- What you need to do:
Copy every line of the material below exactly.

[Material shown — start]

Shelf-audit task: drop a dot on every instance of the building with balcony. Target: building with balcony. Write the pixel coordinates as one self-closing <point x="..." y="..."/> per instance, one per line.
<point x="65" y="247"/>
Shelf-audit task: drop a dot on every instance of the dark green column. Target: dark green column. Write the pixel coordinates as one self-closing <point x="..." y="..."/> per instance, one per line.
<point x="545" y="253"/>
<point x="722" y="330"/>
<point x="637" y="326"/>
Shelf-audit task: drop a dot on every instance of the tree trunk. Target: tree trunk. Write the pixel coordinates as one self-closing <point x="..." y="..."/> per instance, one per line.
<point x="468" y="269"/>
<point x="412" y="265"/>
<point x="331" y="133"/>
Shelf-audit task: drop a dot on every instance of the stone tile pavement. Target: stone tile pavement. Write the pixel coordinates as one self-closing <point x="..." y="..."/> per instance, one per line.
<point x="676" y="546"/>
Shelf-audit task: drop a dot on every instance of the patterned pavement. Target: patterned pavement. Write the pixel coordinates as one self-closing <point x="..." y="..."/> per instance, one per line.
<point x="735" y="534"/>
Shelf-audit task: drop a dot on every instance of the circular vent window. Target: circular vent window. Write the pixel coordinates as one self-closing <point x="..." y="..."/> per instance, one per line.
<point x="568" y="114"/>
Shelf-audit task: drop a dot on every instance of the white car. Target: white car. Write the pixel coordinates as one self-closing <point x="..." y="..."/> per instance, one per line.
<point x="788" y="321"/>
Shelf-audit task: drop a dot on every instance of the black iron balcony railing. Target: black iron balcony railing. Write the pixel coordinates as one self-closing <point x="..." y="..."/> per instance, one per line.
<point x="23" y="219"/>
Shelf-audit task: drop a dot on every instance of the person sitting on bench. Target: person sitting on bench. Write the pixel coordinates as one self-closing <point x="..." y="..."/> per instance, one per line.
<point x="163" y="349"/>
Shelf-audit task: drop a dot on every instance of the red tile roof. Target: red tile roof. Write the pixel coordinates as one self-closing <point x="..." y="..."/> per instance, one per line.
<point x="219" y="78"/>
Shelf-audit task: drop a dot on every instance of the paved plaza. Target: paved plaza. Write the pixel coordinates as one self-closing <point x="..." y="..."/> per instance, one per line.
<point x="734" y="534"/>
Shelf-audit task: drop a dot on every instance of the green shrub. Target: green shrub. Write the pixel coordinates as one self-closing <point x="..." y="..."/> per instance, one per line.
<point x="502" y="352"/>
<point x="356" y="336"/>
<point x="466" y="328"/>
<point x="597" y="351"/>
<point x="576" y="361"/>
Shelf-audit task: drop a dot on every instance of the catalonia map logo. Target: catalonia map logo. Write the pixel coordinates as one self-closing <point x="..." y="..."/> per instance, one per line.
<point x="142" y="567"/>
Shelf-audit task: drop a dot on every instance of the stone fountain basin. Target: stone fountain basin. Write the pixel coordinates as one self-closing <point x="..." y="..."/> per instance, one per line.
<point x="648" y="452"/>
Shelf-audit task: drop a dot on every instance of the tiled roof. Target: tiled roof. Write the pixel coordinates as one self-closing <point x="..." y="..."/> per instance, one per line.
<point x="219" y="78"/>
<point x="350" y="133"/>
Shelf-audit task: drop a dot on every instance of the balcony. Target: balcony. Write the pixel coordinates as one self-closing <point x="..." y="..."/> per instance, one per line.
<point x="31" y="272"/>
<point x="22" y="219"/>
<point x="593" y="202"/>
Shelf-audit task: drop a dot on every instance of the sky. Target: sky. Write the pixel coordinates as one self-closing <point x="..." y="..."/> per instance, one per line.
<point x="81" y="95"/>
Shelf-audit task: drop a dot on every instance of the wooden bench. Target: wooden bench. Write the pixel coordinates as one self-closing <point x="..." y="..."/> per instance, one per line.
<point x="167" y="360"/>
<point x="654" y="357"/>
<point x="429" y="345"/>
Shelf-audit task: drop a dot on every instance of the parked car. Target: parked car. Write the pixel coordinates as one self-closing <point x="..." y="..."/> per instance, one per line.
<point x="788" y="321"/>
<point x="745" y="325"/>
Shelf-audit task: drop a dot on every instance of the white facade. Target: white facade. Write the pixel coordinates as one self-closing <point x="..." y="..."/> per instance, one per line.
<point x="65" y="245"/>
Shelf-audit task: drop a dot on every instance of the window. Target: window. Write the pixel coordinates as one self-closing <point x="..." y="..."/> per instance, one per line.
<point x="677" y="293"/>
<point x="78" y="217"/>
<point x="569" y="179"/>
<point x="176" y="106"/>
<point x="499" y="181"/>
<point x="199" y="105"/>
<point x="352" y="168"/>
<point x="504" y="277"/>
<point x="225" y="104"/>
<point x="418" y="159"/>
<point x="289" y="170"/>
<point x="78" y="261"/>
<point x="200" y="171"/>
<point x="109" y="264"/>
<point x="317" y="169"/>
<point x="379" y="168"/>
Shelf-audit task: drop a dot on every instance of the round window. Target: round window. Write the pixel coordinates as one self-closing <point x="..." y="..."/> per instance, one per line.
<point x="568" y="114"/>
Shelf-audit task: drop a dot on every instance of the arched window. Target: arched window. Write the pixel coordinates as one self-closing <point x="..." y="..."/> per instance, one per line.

[Material shown — finish]

- Result:
Shelf-audit task: drop a dot on every instance of the building with balcony. Target: building with balcony. Write the pixel coordinates as one self-closing <point x="..." y="..."/> per instance, one per line.
<point x="65" y="247"/>
Shelf-audit task: drop a dot on every instance of the dark green column. Target: dark green column. Write the pixel coordinates as one self-closing <point x="..." y="..."/> per instance, one per line.
<point x="545" y="253"/>
<point x="722" y="330"/>
<point x="637" y="326"/>
Shelf-audit task: drop a dot on every instance of the tree trunk. Target: tree trunk. Write the pixel coordinates as one self-closing <point x="..." y="..."/> per instance, one per line.
<point x="468" y="269"/>
<point x="412" y="265"/>
<point x="331" y="133"/>
Shelf-audit task: drop a dot on every instance of the stone tile pavement. Target: stone tile pavement. Write the pixel coordinates as one self-closing <point x="..." y="..."/> per instance, one per line.
<point x="676" y="546"/>
Shelf-audit task: drop a dot on every instance of the patterned pavement. Target: patterned pavement. Write the pixel coordinates as one self-closing <point x="..." y="..."/> per instance, one per line.
<point x="735" y="534"/>
Shelf-audit task: drop a dot on every instance of the circular vent window. Target: circular vent window. Write the pixel coordinates as one self-closing <point x="..." y="..."/> per instance, one per line.
<point x="568" y="114"/>
Shelf-audit task: drop a dot on every instance of the white car. Target: white car. Write the pixel coordinates as one self-closing <point x="..." y="..."/> per instance, one per line.
<point x="788" y="321"/>
Shelf-audit task: drop a dot on every instance of the black iron balcony railing. Target: black iron balcony railing. Write the pixel coordinates as one self-closing <point x="..." y="..."/> per instance, one per line.
<point x="23" y="219"/>
Shelf-audit task: drop a dot on every instance of the person sitting on bench. Target: person sitting on bench. Write the pixel coordinates as one self-closing <point x="..." y="..."/> per instance, one per line.
<point x="163" y="349"/>
Shelf-audit task: drop a dot on every instance of the red tile roof. Target: red tile roof. Write the pixel coordinates as one self-closing <point x="..." y="..."/> per instance, one per line.
<point x="219" y="78"/>
Shelf-audit task: drop a dot on every instance of the paved plaza. Target: paved plaza. Write the pixel coordinates as one self-closing <point x="..." y="..."/> per instance, one per line.
<point x="734" y="534"/>
Shelf-audit task: drop a dot on every instance of the green shrub. Target: green shrub. Write the pixel coordinates as one self-closing <point x="..." y="..."/> per instance, one per line.
<point x="502" y="352"/>
<point x="356" y="336"/>
<point x="466" y="328"/>
<point x="597" y="351"/>
<point x="576" y="361"/>
Shelf-audit task: drop a dot on every instance of the catalonia map logo. Target: catalonia map logo. Write the pixel coordinates as one self-closing <point x="..." y="..."/> per instance, one per line.
<point x="142" y="567"/>
Shelf-audit task: drop a dot on every instance of the stone fountain basin. Target: stone fountain basin. Write the pixel coordinates as one self-closing <point x="..." y="..."/> per instance, one per line.
<point x="648" y="452"/>
Shelf-audit task: drop a dot on every instance of the tiled roof. Target: tiled roof. Write the pixel coordinates as one self-closing <point x="..." y="..."/> per instance, one per line.
<point x="219" y="78"/>
<point x="350" y="133"/>
Shelf-audit task: drop a dot on every instance of the balcony. Target: balcony. Write the pixel coordinates as one self-closing <point x="..." y="..."/> per instance, one per line.
<point x="31" y="272"/>
<point x="22" y="219"/>
<point x="593" y="202"/>
Shelf-audit task: drop a dot on every instance of the sky. Target: sky. Write the pixel coordinates as one self-closing <point x="..." y="..."/> per instance, one per line.
<point x="81" y="95"/>
Shelf-audit task: drop a dot on every instance of the wooden bench. Target: wooden bench. Write the pixel coordinates as one self-closing <point x="..." y="..."/> per instance, one per line.
<point x="167" y="360"/>
<point x="654" y="357"/>
<point x="429" y="345"/>
Shelf-audit task: drop a dot on every instance of the parked car. Target: parked car. Write the pixel coordinates as one self-closing <point x="..." y="..."/> per instance, one per line.
<point x="788" y="321"/>
<point x="745" y="325"/>
Shelf-audit task: drop a dot on every instance of the white facade. Target: white facade. Write the pixel coordinates as one self-closing <point x="..." y="..."/> per instance, one per line.
<point x="65" y="245"/>
Shelf-audit task: drop a dot on every instance of the window. Target: window. Write the pixel coordinates as one self-closing <point x="..." y="..."/> per instance, one per line.
<point x="677" y="293"/>
<point x="78" y="217"/>
<point x="569" y="179"/>
<point x="176" y="106"/>
<point x="499" y="181"/>
<point x="199" y="105"/>
<point x="352" y="168"/>
<point x="504" y="277"/>
<point x="225" y="104"/>
<point x="418" y="159"/>
<point x="289" y="170"/>
<point x="78" y="261"/>
<point x="200" y="171"/>
<point x="109" y="264"/>
<point x="317" y="169"/>
<point x="379" y="168"/>
Shelf-audit task: drop a dot on every instance of the round window. Target: round window. Write the pixel coordinates as one self-closing <point x="..." y="..."/> per instance, one per line.
<point x="568" y="114"/>
Shelf-audit task: drop a dot on every instance of the arched window. Target: arched window. Write the pixel coordinates as one self-closing <point x="..." y="..."/> per instance, one per line.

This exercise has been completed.